-- Start of Page --

The idea for a community library started when Ms Looi, a book lover, came across some well-kept books being thrown away. As she rescued the books, she realised that some people might not know where to bring unwanted books.

She also wanted to start something, to get to know the community of “book-loving families” at her place.

Her neighbours have been “supportive” of the initiative, she said, and Ms Looi has been telling residents she meets in the lifts about her library. She also told her community of young mothers in the neighbourhood - a group which she started - about the library.

She feels the “kampung spirit” and a sense of community when people visit her library, she said, as she gets to meet people that she does not really see.

The library has a note reminding users to sanitise the books if they intend to return them. (Photo: Gaya Chandramohan)

She has even made friends through the library. Ms Sundari Paramasivan, 49, who lives nearby, is a contributor who found out about Ms Looi’s library through her Facebook posts.

“I thought it was very cute and it was coincidental that I also happen to live in Ghim Moh,” said Ms Sundari. Although her children have already grown up, she is still holding on to some books they read as children, she said.

“(Reading books) is a shared time with your child, so you want to pass it on to somebody you know would use it,” she said. “I thought it was a good initiative, and that if there was any way I could help, that would make it meaningful for me too.”

Retired librarian Mary Jacobs Mathew, 70, was “so encouraged” when she saw Ms Looi’s Facebook post.

“I feel that reading is really going to become a lost art … If you can do anything to encourage your child to get books when they’re young and hook them in then, it would be wonderful,” she said.

“I just feel that the books can send you to different worlds and it helps with your imagination.”

-- End of Page --
-- Start of Given records --

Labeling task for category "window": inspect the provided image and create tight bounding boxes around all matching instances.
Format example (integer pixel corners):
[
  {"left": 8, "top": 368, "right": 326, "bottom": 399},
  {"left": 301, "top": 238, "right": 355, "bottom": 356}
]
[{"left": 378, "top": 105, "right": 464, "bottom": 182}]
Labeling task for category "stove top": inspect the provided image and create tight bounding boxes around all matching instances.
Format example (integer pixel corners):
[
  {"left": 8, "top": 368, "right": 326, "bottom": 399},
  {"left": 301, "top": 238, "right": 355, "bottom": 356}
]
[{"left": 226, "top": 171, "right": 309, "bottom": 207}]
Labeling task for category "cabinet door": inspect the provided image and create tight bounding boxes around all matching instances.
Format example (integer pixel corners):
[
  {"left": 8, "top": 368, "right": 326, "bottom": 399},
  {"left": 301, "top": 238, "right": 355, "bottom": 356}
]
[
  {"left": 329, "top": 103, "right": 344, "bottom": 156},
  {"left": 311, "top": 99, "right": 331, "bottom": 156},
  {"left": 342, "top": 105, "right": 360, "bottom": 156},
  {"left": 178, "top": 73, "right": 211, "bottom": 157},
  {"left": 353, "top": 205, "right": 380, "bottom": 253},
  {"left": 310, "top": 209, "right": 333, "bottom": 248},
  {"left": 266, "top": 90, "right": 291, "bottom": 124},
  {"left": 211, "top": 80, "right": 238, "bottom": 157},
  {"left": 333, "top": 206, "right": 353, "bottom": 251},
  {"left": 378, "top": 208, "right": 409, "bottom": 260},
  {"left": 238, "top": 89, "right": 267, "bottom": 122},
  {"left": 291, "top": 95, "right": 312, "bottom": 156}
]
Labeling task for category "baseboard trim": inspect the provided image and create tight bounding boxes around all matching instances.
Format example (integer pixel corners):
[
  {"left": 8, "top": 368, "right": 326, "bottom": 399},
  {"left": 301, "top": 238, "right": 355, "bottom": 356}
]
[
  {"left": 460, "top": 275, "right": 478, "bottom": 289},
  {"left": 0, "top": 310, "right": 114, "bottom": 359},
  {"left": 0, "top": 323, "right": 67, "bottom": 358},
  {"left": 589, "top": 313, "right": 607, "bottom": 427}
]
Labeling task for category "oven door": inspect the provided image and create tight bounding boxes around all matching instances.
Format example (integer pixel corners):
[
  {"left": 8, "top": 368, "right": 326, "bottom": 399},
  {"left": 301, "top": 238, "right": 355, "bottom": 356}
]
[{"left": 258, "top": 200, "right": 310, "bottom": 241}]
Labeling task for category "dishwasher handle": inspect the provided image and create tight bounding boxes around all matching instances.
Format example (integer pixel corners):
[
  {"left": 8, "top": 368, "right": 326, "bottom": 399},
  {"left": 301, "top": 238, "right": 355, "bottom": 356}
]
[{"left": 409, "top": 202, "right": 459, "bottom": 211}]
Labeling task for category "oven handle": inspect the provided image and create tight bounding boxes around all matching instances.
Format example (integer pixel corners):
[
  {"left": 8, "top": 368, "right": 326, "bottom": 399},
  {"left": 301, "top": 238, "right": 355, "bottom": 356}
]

-- End of Given records --

> **Complete the following**:
A. In the article about the community library, answer each question on its own line:
(i) What did Ms Looi come across that gave her the idea for the library?
(ii) How did Ms Sundari Paramasivan learn about the library?
(iii) What work did Mary Jacobs Mathew do before she retired?
B. Can you carry the article about the community library forward, picking up right after its final quotation?

> **Expected outputs**:
A.
(i) Some well-kept books being thrown away.
(ii) Through Ms Looi's Facebook posts.
(iii) She was a librarian.

B.
She added that young parents might find it difficult to bring young children to the library, and having a children’s library in proximity could help. Books could also be a door to a “bigger world” for children who don’t have the means to travel, she said.


Even though she had no expectations of the library when first starting out, Ms Looi is heartened to see her two sons take on the spirit of sharing.

“Sometimes my son will say, 'oh, mummy wait, this one we have two copies, or this one I’m already done, maybe we can give it to other people, who have (no books)' … It’s the idea of, okay, if I have enough or I’m done, somebody else can take a turn,” she said.

Ms Looi and her son read a book. (Photo: Gaya Chandramohan)

Eventually, she hopes that the library can get its own proper space, so that more people have access to the books, and she has already brought it up with the town council.

“So later on, who knows? Maybe at different estates or different neighbourhoods, we can have that ready to promote the act of book-loving and just giving away,” she said, adding that she envisions a reading nook next to every playground, or even a small library at each lift landing.

On what she hopes the reading corners can achieve, Ms Looi said: “I think it would just be to love a book and really to appreciate (them). To connect people together, that’s my aim … and you can share the joy of reading.”